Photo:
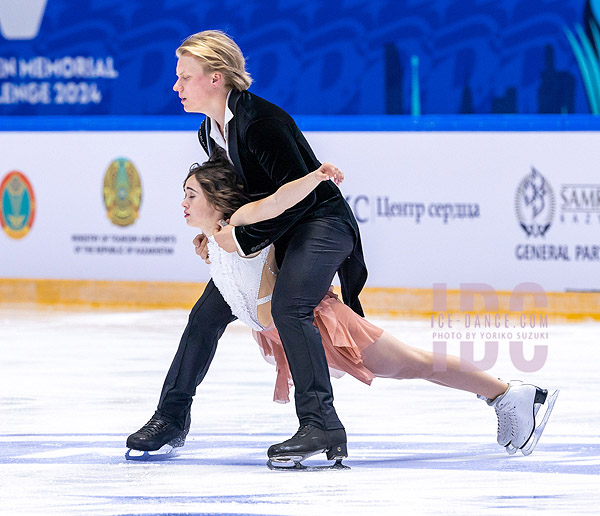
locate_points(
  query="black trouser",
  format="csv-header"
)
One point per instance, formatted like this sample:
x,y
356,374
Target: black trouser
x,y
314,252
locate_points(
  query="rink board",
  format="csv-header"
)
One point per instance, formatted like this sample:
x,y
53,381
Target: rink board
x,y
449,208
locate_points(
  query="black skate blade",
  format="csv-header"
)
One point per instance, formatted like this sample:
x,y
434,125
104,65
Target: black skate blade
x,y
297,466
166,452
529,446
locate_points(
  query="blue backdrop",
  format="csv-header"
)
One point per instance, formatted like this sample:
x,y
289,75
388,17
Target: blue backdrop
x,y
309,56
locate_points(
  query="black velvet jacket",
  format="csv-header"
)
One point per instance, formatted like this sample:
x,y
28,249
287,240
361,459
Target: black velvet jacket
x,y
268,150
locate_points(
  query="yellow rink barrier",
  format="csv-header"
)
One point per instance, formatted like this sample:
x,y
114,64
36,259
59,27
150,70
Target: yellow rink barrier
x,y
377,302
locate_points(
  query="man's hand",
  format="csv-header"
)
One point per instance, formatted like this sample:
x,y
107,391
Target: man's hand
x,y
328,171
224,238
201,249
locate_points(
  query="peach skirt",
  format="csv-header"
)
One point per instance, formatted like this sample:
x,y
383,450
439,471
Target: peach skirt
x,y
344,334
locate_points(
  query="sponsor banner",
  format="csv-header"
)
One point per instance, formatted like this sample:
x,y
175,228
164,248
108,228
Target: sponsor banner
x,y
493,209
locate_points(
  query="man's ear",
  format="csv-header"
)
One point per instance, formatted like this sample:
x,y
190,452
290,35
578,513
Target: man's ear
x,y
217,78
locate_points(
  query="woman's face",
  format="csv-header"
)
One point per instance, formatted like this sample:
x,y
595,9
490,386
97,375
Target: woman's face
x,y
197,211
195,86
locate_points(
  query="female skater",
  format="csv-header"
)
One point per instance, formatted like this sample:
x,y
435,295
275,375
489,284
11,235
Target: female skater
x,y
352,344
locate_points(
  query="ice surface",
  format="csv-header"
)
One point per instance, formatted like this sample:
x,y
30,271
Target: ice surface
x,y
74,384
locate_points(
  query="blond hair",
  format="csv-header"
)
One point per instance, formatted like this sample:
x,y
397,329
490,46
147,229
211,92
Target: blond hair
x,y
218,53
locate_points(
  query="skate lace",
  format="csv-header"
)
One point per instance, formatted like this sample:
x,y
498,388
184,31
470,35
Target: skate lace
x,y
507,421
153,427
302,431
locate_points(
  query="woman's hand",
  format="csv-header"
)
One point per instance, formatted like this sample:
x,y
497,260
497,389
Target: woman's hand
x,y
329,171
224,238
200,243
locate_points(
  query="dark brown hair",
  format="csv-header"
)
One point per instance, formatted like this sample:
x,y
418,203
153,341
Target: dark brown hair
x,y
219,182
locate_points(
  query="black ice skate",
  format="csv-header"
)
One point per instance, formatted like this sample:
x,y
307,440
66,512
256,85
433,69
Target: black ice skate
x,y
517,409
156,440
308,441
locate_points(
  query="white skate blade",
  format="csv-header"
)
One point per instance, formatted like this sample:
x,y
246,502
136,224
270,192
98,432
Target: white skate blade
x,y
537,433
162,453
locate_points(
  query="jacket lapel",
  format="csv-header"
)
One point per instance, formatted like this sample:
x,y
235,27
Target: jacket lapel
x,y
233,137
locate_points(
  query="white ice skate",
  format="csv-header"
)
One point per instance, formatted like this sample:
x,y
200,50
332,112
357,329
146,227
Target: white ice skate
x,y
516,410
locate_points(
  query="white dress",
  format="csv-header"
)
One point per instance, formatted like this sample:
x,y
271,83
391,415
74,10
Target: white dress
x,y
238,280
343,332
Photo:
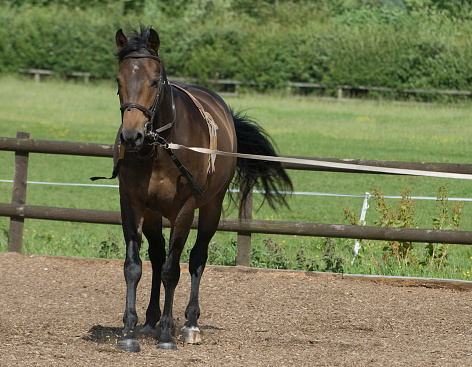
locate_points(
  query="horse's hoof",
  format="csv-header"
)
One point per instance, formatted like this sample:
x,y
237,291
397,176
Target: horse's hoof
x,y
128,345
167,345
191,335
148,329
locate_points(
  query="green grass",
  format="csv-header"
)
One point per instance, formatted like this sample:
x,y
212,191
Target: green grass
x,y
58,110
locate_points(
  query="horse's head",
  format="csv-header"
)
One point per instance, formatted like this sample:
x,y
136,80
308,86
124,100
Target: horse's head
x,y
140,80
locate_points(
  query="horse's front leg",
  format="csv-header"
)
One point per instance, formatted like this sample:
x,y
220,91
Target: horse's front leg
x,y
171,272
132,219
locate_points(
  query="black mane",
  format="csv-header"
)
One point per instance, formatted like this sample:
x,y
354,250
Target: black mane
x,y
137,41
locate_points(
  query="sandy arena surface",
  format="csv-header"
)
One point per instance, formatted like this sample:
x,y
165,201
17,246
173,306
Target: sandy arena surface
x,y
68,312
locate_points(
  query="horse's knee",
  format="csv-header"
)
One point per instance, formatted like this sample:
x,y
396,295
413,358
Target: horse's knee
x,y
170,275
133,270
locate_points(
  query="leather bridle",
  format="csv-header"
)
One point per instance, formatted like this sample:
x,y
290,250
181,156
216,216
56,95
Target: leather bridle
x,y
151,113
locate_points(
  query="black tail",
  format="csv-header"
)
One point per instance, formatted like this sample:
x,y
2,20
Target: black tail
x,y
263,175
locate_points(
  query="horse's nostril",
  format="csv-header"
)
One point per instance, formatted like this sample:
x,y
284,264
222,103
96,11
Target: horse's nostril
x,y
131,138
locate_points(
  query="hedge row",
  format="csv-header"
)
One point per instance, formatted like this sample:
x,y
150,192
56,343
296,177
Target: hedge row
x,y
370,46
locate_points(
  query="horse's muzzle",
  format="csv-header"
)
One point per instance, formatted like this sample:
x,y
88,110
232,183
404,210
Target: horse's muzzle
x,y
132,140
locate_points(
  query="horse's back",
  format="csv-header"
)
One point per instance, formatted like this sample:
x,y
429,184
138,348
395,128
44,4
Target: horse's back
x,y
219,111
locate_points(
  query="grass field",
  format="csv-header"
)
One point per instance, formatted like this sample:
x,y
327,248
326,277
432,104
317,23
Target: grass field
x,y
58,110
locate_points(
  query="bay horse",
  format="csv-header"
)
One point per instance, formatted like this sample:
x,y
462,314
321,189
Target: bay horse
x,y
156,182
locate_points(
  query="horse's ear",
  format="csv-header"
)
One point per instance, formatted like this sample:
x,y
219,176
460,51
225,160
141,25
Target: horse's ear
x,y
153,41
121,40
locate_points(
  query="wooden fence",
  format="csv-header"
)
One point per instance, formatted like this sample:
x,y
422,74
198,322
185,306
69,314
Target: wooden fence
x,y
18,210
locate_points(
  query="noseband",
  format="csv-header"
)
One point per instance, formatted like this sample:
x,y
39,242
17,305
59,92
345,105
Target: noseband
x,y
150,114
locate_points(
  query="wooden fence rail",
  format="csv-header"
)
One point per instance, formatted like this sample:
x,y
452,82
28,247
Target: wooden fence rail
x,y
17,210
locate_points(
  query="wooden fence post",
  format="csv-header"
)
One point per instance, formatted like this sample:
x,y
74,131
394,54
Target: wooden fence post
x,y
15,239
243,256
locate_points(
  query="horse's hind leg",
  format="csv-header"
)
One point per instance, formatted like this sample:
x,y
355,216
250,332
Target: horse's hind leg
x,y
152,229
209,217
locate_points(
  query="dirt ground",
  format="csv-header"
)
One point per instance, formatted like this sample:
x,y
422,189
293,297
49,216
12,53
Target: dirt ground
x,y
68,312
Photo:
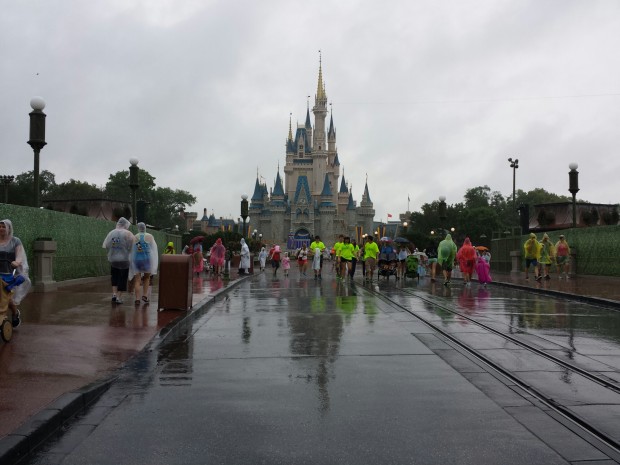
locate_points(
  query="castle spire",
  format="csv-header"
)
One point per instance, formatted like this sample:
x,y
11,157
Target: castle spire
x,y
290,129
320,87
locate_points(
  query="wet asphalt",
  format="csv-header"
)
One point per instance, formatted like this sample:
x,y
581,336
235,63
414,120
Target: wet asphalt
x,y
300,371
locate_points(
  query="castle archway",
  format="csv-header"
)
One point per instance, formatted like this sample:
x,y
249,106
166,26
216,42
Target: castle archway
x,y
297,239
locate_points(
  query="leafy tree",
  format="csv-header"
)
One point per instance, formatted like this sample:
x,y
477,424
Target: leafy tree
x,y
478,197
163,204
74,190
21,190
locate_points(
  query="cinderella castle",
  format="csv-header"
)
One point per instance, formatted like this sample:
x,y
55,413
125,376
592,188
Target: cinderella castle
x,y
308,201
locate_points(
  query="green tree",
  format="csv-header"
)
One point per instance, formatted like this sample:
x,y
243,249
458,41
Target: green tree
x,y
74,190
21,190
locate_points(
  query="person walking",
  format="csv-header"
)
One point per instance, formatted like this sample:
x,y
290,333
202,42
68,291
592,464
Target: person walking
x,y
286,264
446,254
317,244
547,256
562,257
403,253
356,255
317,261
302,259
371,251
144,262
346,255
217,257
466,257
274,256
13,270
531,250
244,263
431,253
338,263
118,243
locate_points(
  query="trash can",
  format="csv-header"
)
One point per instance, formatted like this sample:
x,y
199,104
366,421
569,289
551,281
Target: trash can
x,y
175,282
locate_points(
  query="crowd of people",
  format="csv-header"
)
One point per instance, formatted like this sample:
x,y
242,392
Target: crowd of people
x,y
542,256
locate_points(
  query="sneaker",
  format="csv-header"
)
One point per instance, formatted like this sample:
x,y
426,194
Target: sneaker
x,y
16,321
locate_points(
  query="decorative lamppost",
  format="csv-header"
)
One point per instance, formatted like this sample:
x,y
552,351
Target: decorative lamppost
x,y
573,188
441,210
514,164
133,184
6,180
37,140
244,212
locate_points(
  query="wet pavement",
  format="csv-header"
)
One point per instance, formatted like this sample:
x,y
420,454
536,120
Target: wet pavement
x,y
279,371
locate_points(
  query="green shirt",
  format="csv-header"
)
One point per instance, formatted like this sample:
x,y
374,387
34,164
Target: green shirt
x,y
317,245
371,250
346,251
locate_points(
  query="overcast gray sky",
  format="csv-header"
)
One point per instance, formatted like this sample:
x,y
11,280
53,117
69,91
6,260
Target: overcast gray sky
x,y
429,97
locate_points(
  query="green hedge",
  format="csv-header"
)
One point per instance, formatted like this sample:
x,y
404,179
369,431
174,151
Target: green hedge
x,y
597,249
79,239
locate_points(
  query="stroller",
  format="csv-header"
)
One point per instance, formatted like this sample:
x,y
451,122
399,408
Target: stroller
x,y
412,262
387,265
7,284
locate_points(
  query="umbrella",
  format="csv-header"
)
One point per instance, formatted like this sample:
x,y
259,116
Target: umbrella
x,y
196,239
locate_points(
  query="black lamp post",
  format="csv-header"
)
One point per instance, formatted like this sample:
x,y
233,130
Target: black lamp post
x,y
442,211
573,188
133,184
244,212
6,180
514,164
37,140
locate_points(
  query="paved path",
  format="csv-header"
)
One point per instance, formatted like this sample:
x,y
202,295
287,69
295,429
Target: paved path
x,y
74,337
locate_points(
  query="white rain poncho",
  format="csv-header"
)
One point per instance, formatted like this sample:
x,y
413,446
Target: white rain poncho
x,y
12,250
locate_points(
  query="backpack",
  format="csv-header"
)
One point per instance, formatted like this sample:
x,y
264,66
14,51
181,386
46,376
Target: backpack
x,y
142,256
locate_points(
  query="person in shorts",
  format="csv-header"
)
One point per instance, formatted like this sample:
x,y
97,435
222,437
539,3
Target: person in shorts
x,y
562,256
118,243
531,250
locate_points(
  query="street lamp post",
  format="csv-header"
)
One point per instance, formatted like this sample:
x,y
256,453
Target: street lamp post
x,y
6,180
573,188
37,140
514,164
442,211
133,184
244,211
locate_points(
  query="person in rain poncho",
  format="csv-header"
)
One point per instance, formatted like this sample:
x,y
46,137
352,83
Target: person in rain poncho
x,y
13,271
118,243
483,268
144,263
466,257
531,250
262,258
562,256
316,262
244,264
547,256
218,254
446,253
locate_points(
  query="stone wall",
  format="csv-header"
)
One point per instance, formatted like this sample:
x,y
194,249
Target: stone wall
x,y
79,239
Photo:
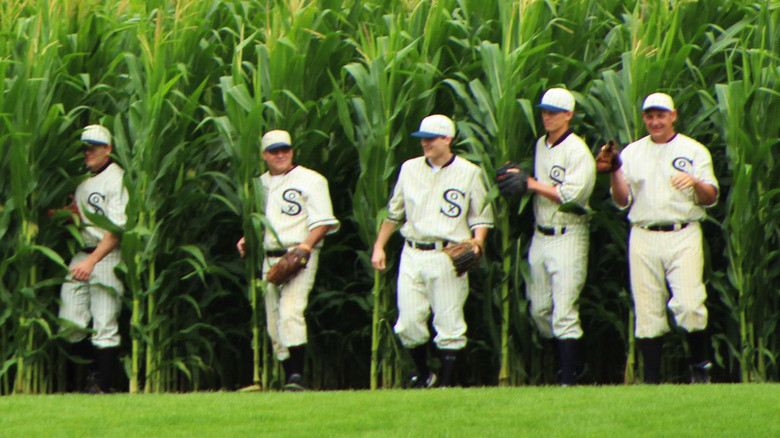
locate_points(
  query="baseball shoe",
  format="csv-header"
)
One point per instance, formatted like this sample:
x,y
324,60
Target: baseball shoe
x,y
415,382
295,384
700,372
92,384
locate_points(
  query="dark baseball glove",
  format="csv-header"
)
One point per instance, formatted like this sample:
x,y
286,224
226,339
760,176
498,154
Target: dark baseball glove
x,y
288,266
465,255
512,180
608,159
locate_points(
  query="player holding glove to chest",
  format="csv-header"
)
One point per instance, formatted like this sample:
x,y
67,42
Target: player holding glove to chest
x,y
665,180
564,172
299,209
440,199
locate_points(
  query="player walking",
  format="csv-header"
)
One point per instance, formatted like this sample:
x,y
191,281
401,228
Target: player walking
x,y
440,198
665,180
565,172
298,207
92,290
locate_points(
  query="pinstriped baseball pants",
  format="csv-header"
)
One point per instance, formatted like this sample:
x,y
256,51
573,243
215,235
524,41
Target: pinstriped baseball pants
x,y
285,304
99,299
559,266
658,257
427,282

□ □ □ □

### Prompt:
Please pick out each line in the rows above that contains the word "wooden" and copy those lines.

### Solution to this exercise:
  query="wooden fence",
Target: wooden fence
  query="wooden fence rail",
Target: wooden fence rail
  query="wooden fence post",
Target: wooden fence post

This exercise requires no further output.